[Dataset records]
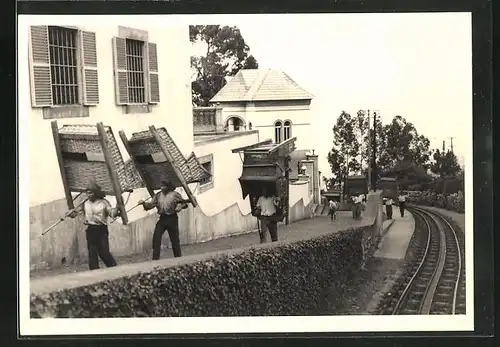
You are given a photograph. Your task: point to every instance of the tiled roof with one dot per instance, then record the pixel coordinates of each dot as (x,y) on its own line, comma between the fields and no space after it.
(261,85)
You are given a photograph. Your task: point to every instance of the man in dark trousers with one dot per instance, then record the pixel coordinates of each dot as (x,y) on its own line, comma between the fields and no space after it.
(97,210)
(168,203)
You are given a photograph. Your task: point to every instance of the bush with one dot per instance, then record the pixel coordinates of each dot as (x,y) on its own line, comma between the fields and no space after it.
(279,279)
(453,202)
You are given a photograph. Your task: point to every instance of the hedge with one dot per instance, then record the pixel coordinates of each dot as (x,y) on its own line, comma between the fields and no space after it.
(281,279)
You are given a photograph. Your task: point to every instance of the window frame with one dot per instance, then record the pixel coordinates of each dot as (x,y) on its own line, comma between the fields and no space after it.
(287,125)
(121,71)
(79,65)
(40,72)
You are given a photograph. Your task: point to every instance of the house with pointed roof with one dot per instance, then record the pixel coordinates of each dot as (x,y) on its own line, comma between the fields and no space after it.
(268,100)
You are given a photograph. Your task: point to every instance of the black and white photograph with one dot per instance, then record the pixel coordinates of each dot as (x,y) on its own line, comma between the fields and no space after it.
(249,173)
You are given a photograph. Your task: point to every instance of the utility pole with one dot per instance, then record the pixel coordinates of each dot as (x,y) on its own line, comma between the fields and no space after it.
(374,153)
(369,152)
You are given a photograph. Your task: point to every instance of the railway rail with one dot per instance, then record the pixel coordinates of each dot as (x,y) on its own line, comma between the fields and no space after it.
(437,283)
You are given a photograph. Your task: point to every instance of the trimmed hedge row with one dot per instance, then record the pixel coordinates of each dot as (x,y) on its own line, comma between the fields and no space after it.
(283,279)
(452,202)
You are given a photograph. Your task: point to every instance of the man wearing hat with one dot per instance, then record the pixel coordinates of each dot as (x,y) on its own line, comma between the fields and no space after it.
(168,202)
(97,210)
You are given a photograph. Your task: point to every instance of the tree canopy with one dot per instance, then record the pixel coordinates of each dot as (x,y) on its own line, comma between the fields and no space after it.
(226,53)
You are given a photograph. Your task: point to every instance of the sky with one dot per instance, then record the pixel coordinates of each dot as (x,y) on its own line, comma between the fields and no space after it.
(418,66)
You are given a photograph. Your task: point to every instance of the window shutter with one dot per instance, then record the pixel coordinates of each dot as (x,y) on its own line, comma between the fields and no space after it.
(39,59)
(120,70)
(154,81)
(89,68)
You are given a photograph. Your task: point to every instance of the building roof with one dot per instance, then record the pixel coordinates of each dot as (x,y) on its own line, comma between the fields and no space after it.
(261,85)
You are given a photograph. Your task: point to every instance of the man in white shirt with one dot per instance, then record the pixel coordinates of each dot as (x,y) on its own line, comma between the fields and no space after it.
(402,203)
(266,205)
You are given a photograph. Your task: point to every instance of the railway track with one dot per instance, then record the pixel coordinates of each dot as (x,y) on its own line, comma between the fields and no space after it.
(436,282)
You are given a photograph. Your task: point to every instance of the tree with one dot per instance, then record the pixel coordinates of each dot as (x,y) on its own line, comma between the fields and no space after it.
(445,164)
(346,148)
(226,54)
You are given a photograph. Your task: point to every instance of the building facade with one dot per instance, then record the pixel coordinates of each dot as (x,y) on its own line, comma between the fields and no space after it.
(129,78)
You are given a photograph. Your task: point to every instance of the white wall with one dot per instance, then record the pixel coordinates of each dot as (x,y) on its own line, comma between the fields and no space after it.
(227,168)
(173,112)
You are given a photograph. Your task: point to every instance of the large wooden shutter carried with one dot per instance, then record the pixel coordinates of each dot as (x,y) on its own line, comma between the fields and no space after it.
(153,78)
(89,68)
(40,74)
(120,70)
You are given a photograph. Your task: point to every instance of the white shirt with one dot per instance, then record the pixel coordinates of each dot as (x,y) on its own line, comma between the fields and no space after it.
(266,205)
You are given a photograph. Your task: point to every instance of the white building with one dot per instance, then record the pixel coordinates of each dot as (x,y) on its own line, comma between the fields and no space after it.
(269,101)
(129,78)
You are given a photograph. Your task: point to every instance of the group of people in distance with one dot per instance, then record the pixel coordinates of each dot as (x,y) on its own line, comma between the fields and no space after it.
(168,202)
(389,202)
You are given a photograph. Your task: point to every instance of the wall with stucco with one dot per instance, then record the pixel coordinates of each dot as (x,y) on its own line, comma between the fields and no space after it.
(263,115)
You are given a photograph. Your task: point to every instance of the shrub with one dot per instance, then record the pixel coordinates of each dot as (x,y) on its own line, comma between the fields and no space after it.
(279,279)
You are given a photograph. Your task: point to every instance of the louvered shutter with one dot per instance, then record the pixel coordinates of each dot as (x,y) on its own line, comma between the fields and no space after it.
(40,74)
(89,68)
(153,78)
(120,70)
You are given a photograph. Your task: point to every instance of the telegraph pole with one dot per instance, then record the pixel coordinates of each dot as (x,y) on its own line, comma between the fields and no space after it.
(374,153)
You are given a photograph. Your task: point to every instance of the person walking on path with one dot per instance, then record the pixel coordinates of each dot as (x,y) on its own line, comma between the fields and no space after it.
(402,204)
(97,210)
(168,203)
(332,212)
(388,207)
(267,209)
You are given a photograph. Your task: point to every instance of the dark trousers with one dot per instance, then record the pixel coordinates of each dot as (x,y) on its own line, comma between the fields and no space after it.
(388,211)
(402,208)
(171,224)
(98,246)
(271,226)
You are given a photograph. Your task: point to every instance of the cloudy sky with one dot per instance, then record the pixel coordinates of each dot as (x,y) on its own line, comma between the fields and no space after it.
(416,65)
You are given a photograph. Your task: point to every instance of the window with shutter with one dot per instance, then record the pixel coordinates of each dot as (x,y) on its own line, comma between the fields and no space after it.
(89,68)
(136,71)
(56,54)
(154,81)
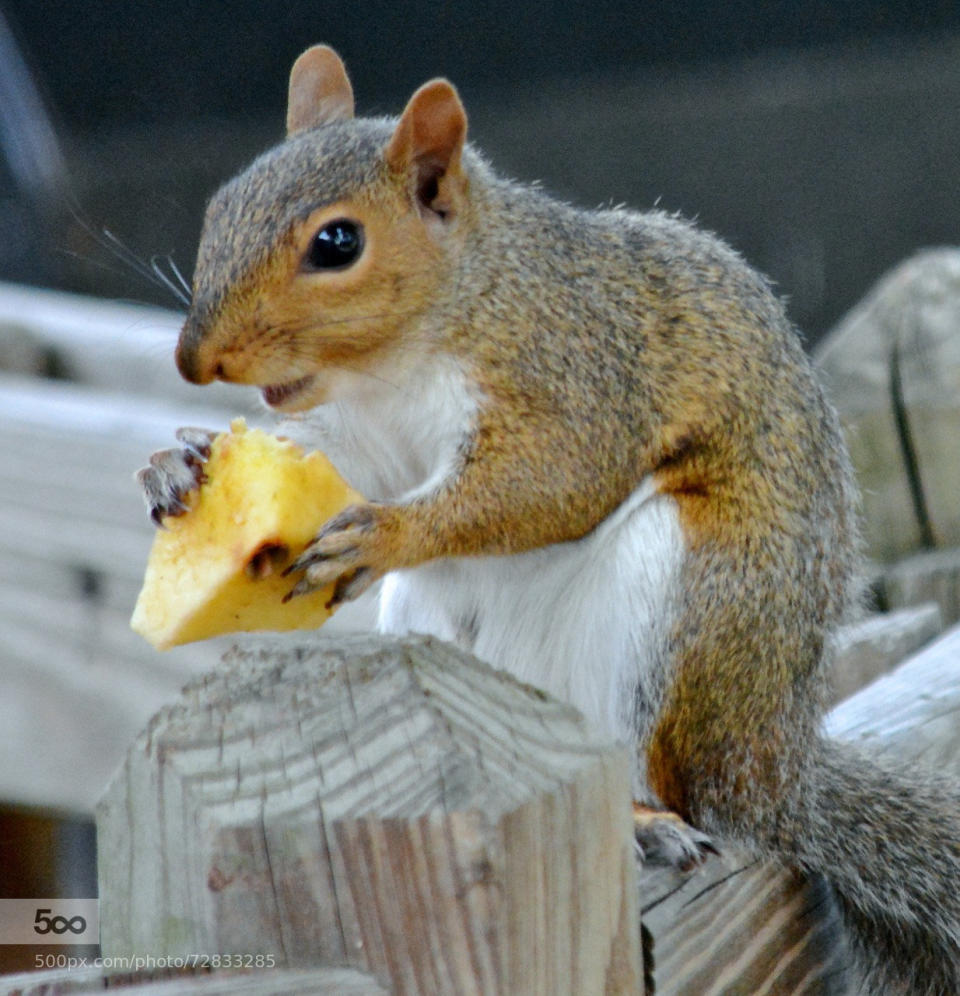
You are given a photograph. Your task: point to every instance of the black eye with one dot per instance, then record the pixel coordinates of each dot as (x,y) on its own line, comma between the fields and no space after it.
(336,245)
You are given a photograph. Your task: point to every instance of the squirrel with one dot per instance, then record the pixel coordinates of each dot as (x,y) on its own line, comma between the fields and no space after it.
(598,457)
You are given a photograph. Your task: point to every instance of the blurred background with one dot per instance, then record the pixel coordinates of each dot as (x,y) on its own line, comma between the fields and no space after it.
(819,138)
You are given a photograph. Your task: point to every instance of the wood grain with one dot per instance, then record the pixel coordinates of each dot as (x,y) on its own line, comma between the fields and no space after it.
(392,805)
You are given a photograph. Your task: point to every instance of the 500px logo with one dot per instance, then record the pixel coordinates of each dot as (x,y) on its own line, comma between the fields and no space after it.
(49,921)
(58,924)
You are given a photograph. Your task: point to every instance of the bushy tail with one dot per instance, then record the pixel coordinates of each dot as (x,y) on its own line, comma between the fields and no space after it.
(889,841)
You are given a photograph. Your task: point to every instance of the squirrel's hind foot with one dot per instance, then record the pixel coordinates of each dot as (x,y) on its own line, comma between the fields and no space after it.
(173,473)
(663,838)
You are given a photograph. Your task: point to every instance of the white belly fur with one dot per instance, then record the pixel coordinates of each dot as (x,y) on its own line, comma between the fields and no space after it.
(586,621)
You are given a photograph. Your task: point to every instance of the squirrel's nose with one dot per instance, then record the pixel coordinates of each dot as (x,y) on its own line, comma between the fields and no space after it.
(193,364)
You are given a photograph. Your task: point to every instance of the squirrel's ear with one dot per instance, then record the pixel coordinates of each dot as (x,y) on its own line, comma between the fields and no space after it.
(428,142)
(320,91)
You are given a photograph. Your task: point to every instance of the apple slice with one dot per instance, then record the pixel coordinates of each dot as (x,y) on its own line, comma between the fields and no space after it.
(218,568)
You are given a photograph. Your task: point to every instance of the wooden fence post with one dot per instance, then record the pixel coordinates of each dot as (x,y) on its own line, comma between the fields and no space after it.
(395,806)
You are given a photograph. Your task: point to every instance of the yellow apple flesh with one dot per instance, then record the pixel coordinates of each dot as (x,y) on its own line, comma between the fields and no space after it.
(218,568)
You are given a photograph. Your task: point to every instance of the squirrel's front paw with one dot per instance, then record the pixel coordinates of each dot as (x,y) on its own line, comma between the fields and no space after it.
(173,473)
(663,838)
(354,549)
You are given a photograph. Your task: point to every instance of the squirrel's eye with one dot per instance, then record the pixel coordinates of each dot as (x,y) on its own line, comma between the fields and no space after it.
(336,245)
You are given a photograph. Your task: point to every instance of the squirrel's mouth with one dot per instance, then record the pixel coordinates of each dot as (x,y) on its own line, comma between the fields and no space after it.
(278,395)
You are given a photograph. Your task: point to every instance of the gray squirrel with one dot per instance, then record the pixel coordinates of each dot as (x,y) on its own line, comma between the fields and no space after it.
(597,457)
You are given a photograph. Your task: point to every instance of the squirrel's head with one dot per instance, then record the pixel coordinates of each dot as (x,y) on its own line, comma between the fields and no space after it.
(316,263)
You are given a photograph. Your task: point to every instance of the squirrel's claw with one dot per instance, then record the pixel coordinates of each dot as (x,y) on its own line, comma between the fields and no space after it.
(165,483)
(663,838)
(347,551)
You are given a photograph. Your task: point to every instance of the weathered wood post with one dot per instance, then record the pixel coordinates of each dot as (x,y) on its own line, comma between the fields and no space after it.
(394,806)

Required action
Respond with the exact lines running from the one that contains "the squirrel's eye" through the last line of the data above, and no other lines.

Result of the task
You are given a photograph. Your task: point to every instance of the squirrel's eye with one dot per instance, then record the pixel coordinates of each dot as (x,y) on its own line, comma between the fields and no space after it.
(336,245)
You are given a photograph. Your task: point to every instance of the squirrel's mouth with one dot per instance, then record the pixel coordinates of each dot as (x,y) on its own line, comma between the fields and no space after it.
(278,395)
You are given a photograph. Your task: point to every instance of the gray squirrel with one dot per instance, then record the pixel coordinates of each dot as (x,y) on its own line, comma between the fields and no space after it.
(597,457)
You are given a photograph. Your task: point to every instance of the squirrel's head with one dot per instance, then record the pixel coordinates of each dot as (x,y) on its own line, comma between the fields and no space after it.
(316,263)
You are given a photograph. Your task: point to every instance of the squirrel's claw with one dot per instance, then record the pixel coordinates of each dot as (x,y) on its own line, comma between the fields and no space after it.
(165,483)
(663,838)
(347,551)
You are given a photograph. Your task: point to every instance of the weathered wood post with one dot per instance, then record the pixel coordinates of each dot as (x,y) on its own line, comma between the fields and no space after it.
(394,806)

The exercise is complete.